DIRECTIVE
Rewrite the data from its first line up to and including the line with "xmin=171 ymin=8 xmax=185 ymax=22". Add 149 to every coordinate in the answer boxes and keep all other lines unchanged.

[Detection annotation records]
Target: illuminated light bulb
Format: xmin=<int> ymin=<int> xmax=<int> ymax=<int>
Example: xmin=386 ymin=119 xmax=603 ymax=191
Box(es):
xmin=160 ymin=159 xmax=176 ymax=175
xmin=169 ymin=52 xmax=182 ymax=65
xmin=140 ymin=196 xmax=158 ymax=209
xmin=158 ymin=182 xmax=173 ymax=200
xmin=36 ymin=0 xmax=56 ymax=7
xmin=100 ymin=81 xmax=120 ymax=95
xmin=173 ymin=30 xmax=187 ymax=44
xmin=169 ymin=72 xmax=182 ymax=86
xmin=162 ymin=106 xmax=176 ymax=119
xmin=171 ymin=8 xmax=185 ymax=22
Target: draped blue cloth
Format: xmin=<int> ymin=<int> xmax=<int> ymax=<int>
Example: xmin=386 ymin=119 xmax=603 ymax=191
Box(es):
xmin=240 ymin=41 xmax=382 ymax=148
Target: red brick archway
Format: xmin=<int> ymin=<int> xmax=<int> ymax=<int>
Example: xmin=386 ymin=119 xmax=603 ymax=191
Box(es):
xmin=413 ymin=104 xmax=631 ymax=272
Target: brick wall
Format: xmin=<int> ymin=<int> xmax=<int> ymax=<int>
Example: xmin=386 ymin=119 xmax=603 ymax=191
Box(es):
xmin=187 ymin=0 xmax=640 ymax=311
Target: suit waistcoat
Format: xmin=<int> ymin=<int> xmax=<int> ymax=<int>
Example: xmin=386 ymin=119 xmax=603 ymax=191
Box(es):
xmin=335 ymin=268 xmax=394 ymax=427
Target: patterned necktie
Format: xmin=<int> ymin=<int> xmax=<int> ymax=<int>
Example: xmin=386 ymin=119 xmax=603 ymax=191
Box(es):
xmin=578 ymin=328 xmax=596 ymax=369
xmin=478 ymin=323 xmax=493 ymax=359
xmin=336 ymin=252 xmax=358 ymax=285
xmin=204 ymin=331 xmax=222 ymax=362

EXPECTED ANSWER
Target: illuminated light bulb
Format: xmin=<int> ymin=<int> xmax=<int> ymax=<int>
Example: xmin=386 ymin=119 xmax=603 ymax=191
Box(es):
xmin=309 ymin=308 xmax=325 ymax=324
xmin=318 ymin=201 xmax=331 ymax=214
xmin=289 ymin=345 xmax=307 ymax=358
xmin=307 ymin=331 xmax=322 ymax=349
xmin=185 ymin=149 xmax=205 ymax=156
xmin=249 ymin=230 xmax=269 ymax=244
xmin=322 ymin=179 xmax=336 ymax=193
xmin=318 ymin=221 xmax=331 ymax=235
xmin=311 ymin=255 xmax=325 ymax=268
xmin=320 ymin=157 xmax=334 ymax=171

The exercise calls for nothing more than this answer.